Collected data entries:
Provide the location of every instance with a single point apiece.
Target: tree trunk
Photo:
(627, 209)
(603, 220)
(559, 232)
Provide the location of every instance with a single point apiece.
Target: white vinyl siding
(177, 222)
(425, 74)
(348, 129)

---

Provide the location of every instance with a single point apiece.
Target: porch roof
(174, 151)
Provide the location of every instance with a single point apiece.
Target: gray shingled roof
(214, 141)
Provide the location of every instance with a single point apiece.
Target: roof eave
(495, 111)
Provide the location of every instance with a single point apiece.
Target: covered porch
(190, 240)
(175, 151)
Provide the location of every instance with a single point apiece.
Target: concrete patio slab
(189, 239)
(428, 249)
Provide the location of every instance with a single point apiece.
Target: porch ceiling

Exercise details: Above are some lines. Repeat exactly, and only, those from the line that has "Target: concrete patio slab" through the line that has "Target: porch ceiling".

Answer below:
Target: concrete patio slab
(189, 239)
(428, 249)
Provide the location of every instance with a single point apiece.
Target: porch ceiling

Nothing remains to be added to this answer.